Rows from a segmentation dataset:

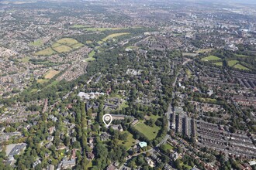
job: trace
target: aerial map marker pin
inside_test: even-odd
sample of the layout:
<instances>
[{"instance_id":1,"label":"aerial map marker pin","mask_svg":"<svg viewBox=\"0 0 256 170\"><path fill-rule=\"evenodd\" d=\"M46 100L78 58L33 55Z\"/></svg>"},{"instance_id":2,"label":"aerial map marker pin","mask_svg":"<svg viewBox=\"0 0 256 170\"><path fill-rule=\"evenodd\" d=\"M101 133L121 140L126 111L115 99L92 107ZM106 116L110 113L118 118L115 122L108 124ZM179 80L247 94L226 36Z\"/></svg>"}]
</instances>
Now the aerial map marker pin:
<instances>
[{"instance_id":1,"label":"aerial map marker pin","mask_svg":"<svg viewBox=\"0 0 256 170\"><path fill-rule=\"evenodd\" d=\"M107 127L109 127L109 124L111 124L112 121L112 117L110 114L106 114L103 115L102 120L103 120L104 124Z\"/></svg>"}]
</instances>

* * *

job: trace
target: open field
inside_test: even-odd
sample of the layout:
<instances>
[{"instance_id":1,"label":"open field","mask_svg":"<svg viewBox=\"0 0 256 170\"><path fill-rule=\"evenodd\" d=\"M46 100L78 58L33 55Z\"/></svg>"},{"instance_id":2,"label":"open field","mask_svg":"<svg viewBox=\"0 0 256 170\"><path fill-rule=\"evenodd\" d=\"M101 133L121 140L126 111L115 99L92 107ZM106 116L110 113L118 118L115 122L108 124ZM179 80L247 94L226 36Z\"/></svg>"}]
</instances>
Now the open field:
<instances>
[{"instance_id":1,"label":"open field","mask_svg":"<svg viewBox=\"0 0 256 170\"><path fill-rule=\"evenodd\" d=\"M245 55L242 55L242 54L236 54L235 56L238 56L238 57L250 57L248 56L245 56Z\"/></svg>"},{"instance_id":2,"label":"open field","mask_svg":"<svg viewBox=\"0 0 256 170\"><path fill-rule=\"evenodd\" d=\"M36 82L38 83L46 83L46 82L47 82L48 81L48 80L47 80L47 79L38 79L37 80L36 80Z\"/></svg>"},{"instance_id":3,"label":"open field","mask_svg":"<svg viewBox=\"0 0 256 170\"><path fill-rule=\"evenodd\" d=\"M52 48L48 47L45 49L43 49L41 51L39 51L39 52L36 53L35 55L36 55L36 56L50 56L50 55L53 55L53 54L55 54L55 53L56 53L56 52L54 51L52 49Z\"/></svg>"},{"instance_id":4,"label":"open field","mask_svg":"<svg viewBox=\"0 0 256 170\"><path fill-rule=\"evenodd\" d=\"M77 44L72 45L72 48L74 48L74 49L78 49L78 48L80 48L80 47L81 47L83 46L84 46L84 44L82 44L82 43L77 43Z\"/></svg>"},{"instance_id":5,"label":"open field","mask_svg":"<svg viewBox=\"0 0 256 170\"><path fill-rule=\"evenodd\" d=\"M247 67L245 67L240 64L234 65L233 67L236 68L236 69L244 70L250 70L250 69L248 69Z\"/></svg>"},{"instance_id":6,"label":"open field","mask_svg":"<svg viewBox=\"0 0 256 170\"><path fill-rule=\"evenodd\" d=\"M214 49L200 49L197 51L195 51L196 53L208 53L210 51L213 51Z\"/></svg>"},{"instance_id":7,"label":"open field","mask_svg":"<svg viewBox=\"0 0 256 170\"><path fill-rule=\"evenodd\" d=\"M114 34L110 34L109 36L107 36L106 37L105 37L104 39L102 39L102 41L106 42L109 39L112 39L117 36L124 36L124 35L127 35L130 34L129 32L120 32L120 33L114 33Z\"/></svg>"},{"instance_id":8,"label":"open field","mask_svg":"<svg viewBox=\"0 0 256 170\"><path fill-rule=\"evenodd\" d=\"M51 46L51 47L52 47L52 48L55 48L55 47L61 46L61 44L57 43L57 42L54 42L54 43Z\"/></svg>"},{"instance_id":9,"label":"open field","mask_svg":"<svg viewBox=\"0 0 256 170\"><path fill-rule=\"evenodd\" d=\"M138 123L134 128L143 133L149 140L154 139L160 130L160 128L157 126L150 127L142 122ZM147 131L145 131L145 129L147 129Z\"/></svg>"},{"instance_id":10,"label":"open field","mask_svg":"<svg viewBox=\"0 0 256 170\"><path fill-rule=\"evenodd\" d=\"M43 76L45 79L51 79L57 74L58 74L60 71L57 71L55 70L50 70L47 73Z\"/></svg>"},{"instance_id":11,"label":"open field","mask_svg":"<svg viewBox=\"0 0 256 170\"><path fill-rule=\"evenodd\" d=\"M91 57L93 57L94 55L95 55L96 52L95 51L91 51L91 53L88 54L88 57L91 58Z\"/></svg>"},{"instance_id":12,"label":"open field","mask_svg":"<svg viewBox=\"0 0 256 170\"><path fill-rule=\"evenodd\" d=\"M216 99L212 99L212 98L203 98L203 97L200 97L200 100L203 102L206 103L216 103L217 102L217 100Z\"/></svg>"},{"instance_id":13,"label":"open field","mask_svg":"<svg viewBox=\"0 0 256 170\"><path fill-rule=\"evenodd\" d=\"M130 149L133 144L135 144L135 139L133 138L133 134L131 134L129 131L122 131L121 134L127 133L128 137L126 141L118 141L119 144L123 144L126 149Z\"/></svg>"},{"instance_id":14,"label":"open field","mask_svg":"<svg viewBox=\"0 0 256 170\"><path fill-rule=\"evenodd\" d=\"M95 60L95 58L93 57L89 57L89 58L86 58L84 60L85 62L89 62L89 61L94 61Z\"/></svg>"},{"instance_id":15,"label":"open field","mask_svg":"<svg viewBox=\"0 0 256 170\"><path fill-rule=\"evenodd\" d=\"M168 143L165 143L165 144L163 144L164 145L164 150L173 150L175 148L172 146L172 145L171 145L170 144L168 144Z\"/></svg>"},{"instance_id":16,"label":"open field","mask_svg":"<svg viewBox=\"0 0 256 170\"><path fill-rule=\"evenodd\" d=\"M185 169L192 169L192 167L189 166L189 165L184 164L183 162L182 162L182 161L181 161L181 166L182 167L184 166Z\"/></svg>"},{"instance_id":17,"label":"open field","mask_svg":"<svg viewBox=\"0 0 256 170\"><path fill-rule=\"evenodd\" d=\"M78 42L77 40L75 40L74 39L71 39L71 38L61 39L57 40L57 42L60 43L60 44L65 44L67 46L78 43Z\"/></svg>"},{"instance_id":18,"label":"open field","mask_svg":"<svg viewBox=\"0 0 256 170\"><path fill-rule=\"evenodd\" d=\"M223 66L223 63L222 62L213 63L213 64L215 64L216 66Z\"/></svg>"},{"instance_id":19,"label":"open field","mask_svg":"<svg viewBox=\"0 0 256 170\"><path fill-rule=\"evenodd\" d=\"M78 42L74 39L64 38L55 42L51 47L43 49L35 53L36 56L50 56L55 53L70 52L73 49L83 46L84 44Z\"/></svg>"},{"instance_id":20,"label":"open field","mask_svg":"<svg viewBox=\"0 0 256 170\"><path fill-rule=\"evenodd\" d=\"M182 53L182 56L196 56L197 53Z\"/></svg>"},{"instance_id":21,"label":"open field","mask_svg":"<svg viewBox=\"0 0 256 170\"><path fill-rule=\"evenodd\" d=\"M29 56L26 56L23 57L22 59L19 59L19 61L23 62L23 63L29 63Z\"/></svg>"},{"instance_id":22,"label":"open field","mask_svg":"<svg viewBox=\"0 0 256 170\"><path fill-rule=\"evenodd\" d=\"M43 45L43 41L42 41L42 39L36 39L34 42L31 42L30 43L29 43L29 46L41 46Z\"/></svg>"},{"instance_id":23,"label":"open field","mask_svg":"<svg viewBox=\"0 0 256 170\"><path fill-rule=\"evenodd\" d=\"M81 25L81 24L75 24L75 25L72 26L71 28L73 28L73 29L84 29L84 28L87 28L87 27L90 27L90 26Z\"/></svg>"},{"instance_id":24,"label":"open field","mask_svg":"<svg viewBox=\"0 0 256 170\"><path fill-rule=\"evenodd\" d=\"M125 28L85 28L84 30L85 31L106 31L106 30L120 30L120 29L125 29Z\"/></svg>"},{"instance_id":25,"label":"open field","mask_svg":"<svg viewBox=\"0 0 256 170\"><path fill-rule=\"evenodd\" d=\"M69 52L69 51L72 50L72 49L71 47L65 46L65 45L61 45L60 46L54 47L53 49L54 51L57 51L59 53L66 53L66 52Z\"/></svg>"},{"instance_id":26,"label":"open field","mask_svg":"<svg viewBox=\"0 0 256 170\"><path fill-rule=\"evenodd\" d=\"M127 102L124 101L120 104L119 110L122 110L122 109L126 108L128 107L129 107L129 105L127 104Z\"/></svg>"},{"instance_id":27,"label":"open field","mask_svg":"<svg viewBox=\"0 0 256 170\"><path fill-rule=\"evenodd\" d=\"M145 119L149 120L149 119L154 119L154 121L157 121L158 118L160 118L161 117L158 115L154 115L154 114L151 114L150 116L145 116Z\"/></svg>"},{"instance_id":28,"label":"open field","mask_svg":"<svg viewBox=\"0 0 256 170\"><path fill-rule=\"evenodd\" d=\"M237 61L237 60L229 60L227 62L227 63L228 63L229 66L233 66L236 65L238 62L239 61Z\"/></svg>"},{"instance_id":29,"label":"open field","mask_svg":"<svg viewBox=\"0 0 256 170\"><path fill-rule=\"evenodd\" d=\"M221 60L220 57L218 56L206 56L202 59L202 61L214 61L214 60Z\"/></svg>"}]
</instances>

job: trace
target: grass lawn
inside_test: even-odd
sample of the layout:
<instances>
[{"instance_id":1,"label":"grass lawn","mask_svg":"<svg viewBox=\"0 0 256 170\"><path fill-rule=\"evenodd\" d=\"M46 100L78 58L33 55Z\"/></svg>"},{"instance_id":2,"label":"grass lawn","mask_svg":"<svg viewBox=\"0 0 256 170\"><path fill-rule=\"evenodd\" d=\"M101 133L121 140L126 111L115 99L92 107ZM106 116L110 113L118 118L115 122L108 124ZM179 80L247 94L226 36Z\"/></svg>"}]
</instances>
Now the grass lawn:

==

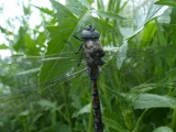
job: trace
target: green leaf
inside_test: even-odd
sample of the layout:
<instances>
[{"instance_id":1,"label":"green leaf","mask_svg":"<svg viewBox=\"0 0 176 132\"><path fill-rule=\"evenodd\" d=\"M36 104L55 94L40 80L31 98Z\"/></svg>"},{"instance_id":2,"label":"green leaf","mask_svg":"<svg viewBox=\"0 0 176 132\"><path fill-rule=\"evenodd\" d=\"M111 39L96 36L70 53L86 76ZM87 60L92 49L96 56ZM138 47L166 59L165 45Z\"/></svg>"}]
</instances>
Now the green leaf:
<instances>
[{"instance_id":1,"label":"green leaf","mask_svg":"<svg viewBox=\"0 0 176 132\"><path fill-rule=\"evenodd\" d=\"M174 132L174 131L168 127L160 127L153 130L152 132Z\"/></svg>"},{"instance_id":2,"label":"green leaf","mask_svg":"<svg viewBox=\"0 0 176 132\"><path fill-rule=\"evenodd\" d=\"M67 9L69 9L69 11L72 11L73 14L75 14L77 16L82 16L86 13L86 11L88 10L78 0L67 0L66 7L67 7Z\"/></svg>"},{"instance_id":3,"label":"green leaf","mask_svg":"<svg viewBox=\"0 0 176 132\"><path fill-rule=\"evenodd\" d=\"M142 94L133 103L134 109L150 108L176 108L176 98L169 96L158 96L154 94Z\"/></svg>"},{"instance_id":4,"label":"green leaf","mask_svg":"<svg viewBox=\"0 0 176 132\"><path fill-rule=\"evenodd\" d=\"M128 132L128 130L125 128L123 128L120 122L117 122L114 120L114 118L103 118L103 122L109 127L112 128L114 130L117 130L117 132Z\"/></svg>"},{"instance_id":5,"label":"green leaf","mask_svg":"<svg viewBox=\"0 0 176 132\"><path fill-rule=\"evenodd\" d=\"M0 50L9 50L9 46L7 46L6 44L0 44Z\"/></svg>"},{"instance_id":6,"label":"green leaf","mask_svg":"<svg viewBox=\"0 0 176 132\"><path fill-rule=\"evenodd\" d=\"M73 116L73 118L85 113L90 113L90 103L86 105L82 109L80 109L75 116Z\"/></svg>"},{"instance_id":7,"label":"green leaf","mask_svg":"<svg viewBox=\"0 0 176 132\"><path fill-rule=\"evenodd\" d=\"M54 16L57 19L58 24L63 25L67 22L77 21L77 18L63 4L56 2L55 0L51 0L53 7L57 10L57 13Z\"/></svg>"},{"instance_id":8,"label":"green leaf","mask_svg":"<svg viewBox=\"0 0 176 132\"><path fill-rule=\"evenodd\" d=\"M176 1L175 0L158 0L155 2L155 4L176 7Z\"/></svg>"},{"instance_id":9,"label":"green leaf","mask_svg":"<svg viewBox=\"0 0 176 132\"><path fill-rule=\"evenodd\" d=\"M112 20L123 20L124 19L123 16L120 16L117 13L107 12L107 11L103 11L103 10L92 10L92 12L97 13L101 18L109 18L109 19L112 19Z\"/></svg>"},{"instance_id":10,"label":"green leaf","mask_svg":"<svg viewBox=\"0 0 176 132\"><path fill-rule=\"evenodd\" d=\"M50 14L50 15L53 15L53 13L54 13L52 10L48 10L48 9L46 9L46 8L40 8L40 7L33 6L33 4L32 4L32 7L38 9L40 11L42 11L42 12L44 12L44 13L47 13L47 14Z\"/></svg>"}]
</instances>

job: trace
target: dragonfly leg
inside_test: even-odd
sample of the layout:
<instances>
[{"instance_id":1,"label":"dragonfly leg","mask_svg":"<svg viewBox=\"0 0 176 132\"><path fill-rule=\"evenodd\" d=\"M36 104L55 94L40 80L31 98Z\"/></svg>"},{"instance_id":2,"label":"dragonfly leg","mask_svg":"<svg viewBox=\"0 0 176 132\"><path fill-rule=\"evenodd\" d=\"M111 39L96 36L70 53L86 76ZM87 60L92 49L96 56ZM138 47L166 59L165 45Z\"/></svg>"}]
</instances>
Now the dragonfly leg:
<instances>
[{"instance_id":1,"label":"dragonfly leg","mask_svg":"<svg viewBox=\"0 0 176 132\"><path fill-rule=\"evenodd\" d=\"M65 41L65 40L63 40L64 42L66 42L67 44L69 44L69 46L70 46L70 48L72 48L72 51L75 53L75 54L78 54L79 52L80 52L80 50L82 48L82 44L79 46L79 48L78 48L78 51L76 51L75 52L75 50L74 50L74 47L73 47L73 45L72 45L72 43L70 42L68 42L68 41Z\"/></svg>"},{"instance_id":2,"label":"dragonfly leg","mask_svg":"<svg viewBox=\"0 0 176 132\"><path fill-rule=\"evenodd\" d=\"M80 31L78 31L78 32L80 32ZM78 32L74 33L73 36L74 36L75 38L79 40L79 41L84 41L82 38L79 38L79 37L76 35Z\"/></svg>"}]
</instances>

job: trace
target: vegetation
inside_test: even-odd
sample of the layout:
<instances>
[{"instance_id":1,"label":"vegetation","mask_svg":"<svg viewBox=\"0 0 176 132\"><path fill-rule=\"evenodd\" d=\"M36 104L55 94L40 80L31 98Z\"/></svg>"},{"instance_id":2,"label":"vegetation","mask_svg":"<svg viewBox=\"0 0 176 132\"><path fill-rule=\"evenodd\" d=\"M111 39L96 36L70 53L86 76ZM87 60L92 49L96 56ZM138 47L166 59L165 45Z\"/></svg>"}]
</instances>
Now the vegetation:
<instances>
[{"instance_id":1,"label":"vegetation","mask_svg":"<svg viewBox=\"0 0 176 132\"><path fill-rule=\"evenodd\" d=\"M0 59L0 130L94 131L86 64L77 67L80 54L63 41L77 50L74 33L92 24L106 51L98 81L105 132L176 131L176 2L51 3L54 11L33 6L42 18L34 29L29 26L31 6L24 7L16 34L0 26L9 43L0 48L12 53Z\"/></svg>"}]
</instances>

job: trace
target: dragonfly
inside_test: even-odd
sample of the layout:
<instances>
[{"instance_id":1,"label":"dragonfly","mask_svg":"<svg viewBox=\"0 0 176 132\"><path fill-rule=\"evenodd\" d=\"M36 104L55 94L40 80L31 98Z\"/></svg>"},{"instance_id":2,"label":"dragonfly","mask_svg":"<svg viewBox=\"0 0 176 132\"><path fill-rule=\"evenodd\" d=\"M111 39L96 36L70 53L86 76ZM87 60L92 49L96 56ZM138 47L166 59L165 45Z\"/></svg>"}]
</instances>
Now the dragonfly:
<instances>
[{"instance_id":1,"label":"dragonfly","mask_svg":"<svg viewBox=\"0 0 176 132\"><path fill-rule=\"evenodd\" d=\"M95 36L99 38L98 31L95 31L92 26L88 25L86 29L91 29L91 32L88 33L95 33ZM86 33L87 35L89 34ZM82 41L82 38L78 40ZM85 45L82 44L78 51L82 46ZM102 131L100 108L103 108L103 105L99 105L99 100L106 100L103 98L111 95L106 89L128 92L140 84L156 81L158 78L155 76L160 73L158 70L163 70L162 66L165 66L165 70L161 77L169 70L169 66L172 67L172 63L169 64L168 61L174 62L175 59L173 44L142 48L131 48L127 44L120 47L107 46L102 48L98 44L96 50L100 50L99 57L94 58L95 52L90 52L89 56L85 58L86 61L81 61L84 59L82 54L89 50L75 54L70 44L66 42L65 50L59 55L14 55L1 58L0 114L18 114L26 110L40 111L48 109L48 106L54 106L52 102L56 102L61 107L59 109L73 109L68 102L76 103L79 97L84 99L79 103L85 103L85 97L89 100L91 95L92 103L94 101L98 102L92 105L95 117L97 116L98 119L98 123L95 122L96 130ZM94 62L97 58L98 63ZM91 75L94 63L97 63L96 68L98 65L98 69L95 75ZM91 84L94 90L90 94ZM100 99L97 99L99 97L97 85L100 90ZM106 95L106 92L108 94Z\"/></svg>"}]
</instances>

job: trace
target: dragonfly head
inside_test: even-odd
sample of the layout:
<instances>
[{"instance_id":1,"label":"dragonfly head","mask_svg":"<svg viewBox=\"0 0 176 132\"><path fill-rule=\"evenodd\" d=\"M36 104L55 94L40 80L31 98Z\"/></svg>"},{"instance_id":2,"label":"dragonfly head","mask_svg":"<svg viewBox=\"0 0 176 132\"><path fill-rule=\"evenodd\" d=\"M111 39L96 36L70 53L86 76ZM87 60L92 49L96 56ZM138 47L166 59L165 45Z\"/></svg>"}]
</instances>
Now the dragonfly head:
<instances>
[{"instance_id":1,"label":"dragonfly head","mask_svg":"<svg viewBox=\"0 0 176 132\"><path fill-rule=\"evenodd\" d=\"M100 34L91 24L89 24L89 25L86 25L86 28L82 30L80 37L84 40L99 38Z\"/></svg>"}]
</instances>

- Work required:
Which lines in the records contain the word "grass", with case counting? Identify each one and copy it out in full.

- Written solution:
target: grass lawn
[{"instance_id":1,"label":"grass lawn","mask_svg":"<svg viewBox=\"0 0 256 170\"><path fill-rule=\"evenodd\" d=\"M46 100L78 58L33 55Z\"/></svg>"},{"instance_id":2,"label":"grass lawn","mask_svg":"<svg viewBox=\"0 0 256 170\"><path fill-rule=\"evenodd\" d=\"M101 133L121 140L126 111L115 99L92 107ZM106 116L110 113L118 118L115 122L108 124ZM179 80L247 94L226 36Z\"/></svg>"}]
Now the grass lawn:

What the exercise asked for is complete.